◆ **Passage for review**
Start of Block
Yes, in general, we think of SILO as a way to control tradeoffs between legal risk, runtime and performance. We believe the connection between the legal risk of non-permissive training data and a nonparametric datastore, now drawn for the first time in our work, will motivate continued research on more efficient inference with such architectures. We will include more discussion of runtime in the extra page in the final version of the paper, and move some relevant results from Appendix D.2 to the main paper.
Even with using open licence data, isn't there is still a risk, that IP from others might be infringed?
It would be great if the reviewer could elaborate what “IP from others might be infringed” means, but let us give the explanation. Generally, we cannot say SILO completely removes legal risk – legal is highly context-dependent, and there are many uncertainties about how courts will interpret copyright protections. For instance, SILO does not remove the need for obtaining permission to use copyrighted content in a datastore, but its opt-out capabilities can strengthen fair use defense. Also, SILO does not prevent copying content from a datastore, but its attribution features can make it easier to identify it. We think SILO should be interpreted as lowering legal risk and giving more control to model developers and users in trade-offs between risk and performance, rather than completely removing legal risk – as we discussed throughout the paper (Section 1 & 2 and Appendix A & E).
End of Block
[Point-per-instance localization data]
Start of Block
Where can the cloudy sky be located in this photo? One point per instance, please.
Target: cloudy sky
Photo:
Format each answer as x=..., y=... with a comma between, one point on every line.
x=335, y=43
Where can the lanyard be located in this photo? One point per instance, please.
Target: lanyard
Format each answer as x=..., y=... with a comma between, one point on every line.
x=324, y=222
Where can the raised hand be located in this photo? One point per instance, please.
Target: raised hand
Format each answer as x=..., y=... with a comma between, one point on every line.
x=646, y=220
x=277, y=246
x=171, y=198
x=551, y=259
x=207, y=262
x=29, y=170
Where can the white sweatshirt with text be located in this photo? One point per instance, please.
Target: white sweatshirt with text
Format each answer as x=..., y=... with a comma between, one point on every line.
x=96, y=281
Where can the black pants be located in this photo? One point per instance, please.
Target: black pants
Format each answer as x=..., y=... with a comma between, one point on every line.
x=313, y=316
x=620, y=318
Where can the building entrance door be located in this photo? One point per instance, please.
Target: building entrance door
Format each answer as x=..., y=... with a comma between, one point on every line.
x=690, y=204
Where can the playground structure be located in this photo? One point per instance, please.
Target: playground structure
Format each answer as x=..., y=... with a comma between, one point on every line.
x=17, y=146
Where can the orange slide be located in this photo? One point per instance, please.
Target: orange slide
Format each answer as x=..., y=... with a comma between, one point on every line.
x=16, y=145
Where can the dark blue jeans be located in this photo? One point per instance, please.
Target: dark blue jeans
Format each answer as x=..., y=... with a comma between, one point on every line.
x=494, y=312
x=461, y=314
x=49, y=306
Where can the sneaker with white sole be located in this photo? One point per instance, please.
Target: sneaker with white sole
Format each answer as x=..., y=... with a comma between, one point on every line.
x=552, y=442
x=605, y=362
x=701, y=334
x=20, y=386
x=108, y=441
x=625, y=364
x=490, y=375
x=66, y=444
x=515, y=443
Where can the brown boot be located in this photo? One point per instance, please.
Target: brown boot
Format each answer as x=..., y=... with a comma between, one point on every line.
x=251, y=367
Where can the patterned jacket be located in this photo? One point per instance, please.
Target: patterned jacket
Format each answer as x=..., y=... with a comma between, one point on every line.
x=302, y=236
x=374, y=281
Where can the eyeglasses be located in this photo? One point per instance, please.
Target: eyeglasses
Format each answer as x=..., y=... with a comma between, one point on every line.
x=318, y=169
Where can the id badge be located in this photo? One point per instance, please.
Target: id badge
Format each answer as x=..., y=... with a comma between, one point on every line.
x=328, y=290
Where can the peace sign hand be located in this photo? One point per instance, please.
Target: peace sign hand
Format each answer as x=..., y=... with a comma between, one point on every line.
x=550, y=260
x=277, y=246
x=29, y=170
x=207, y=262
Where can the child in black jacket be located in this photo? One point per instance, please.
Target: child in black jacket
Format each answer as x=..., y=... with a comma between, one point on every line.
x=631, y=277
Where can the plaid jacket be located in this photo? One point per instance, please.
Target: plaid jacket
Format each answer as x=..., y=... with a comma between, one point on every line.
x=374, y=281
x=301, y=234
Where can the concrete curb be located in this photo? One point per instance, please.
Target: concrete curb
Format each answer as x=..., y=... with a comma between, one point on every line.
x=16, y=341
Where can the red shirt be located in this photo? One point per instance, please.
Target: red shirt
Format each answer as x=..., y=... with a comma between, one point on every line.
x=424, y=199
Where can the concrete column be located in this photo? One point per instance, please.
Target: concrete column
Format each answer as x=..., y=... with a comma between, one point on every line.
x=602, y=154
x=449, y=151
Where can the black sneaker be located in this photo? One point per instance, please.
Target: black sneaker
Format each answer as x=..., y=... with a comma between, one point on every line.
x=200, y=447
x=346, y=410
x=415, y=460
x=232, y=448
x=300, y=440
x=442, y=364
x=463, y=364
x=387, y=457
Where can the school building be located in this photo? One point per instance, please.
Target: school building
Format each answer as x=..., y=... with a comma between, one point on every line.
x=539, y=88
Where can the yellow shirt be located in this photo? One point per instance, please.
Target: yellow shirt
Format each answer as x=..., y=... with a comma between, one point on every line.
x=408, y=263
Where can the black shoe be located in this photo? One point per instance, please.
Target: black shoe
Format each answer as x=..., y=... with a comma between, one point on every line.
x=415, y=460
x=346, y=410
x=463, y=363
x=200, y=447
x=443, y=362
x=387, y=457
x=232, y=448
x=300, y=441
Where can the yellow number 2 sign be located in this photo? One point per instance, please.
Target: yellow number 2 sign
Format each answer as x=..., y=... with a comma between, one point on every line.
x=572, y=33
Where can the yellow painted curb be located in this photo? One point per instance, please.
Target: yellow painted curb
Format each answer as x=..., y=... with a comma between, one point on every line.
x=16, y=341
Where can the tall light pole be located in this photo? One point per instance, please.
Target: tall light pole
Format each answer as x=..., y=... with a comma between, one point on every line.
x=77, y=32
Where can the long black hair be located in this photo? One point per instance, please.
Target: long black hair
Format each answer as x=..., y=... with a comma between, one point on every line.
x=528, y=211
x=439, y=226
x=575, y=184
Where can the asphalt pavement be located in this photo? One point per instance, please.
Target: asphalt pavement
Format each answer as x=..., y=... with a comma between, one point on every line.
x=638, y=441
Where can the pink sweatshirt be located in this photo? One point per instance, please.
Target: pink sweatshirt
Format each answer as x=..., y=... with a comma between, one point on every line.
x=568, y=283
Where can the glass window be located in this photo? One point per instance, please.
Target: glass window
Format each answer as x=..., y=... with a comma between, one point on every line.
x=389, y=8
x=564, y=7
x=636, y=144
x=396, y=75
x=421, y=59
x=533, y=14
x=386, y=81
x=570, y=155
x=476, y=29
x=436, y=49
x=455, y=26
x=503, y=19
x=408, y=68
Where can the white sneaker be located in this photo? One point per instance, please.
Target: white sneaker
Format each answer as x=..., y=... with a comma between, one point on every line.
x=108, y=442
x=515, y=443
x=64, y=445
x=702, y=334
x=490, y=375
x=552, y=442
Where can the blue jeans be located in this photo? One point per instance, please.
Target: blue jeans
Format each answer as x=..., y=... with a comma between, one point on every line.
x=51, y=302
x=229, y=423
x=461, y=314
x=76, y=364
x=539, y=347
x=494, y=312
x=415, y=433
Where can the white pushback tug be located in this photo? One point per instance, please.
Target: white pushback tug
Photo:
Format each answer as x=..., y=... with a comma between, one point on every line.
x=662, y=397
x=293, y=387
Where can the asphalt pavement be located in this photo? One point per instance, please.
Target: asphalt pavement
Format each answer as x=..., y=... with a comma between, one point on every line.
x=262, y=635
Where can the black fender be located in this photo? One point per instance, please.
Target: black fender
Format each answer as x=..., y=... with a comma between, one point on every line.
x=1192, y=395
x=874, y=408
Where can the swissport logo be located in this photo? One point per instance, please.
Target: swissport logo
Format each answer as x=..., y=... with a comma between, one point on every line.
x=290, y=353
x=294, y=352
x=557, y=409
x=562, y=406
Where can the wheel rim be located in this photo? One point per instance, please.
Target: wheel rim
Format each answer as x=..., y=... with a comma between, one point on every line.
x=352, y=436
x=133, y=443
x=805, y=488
End of Block
◆ **Exercise aim**
In the response about SILO and legal risk, begin at the words "Yes, in general, we" and stop after "might be infringed?". Reproduce that stretch word for word.

◆ **Exercise answer**
Yes, in general, we think of SILO as a way to control tradeoffs between legal risk, runtime and performance. We believe the connection between the legal risk of non-permissive training data and a nonparametric datastore, now drawn for the first time in our work, will motivate continued research on more efficient inference with such architectures. We will include more discussion of runtime in the extra page in the final version of the paper, and move some relevant results from Appendix D.2 to the main paper.
Even with using open licence data, isn't there is still a risk, that IP from others might be infringed?